=== Fragmento de la página ===

¿Y qué es la cubanía?, me preguntó un lector hace algunos meses, vía correo electrónico, y desde entonces la interrogante me ronda e incita. Las respuestas categóricas suelen ser peligrosas, dejan fuera los matices, las pequeñeces sublimes; y lo cubano es demasiado hondo como para quedar preso en una definición.
Podría alguien aventurarse a afirmar que las personas nacidas en esta tierra son, por antonomasia, extrovertidas, bailadoras, jugadoras de dominó… y no estaría de espaldas a la verdad, pero esos rasgos generalizadores excluyen a muchas, empezando por mí.
La cubanía, marcada también por el café —margo y escaso—, la yuca con mojo, el olor a salitre y palma, y esa cualidad, digna de ser envidiada por el resto del mundo, de extraerle lo risible a cualquier tragedia, grande o pequeña, sobrepasa las fronteras de los estereotipos, para instalarse en lazos etéreos e irrompibles.
Por eso, cuando se impone la circunstancia del agua por todas partes —maldita o bendita según se mire— y un hijo de Cuba, la irredenta y utópica, marcha a otros sitios en busca de caminos disímiles, no deja de ser un modo de inventarse uno nuevo, sino que lleva consigo una nostalgia optimista para fundar.
Y del otro lado del mar se les reconoce más que por los gestos amplios y el desenfado, por una vocación de solidaridad que no sabe desconocer a los vecinos o dejar a alguien tirado en la calle; y también por hallar en cualquier coterráneo a un hermano, y por un respeto a la bandera y a Martí que roza la devoción profesada a las reliquias familiares.
Un cubano que se va de la isla no es uno que se pierde, porque hay un orgullo de nación, un amor al archipiélago de las singularidades que no logran enfriar las horas de viaje en avión ni la nieve. Y ese soñar contante con los frijoles negros y el tamal en cazuela, más que con preferencias culinarias está ligado a infinitas raíces: raíces que unen a una diáspora enamorada de sus orígenes y con una identidad tan sólida como el arrojo mambí.

===

*Instrucciones de la tarea*. Prosigue el texto sobre la cubanía a partir de su última oración.

=== Filas mostradas ===

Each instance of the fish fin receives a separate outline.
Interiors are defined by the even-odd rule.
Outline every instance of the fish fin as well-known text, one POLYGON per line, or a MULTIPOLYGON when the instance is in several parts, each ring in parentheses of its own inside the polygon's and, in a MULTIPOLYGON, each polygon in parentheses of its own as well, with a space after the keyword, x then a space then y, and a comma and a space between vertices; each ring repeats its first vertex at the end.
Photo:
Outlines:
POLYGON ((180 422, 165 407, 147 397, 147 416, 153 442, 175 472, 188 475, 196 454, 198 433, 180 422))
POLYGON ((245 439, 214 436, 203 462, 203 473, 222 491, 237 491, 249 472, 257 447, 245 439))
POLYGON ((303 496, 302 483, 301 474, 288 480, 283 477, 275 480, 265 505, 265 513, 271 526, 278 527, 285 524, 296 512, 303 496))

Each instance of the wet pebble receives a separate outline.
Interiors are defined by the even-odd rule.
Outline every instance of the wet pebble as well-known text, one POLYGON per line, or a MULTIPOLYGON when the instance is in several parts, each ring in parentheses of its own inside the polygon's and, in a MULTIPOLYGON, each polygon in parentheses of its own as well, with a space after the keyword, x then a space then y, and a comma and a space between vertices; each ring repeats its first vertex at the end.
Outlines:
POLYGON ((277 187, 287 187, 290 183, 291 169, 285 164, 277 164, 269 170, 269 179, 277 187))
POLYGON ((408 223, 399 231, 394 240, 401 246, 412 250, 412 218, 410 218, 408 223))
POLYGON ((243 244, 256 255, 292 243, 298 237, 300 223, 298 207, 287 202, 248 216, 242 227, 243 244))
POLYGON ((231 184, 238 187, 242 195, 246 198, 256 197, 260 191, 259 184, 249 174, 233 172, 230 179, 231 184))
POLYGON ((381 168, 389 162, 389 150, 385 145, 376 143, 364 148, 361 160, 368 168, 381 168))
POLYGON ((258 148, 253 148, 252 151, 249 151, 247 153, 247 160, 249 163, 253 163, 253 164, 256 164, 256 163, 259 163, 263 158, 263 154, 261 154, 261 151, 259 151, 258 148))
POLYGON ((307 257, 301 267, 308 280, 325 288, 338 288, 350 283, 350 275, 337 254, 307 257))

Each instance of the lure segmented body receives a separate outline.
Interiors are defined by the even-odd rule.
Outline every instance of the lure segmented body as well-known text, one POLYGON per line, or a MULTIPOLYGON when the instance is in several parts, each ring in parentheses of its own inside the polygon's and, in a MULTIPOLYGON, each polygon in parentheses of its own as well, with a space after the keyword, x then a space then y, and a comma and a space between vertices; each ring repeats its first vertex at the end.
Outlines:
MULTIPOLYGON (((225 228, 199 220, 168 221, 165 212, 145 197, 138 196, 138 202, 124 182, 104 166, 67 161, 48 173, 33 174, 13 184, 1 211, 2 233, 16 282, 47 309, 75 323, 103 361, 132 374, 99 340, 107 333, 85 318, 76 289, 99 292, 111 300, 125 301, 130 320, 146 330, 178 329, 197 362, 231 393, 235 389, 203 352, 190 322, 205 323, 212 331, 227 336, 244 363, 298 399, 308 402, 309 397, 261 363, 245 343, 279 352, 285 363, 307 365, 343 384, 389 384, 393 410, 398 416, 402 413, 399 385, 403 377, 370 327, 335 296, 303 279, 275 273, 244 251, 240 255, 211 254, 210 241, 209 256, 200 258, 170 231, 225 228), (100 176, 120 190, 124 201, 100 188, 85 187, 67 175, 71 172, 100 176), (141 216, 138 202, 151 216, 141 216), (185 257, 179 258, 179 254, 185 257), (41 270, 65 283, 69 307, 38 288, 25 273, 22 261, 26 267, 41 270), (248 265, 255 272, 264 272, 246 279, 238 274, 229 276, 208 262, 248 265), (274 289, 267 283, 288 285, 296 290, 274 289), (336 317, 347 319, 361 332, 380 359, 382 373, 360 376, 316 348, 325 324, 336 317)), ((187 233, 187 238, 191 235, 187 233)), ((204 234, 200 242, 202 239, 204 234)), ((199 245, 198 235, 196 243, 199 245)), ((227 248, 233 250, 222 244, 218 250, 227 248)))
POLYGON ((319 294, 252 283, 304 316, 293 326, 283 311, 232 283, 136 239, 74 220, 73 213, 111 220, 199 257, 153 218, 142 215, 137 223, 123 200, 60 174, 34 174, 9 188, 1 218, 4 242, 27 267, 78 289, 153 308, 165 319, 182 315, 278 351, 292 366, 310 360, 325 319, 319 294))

===

*Resultado de la tarea*.
Claro que habrá excepciones, pero no vale hablar de las manchas que afean el sol del mundo moral, cuando tantos hijos de Cuba, allá donde estén, siguen atentos a que el viejo se tome la presión, la prima termine a tiempo la tesis, y la sobrina quede linda en las fotos de los quince. Esos que tiemblan ante la amenaza de un huracán y siguen el parte meteorológico de Rubiera con estremecimiento, aun cuando donde vivan hoy no sepan siquiera cómo de cruel sopla un ciclón.
¡Hay tantos de esos que aunque no coincidan con nuestro modelo político, jamás concebirían la deshonra de desearle un mal a su pueblo! Y se alegran por cada victoria deportiva o médica, así como critican, porque solo es indiferente quien no tiene pasiones dentro.
¿Qué es la cubanía? Hay entes con esencias tan profundas que le saltan las costuras a cualquier concepto. No sé desde qué geografía me provocaba aquel lector, ni si esperaba una réplica matizada por guayaberas, sombreros de yarey, décimas, malecón, ron Santiago, héroes o Elpidio Valdés.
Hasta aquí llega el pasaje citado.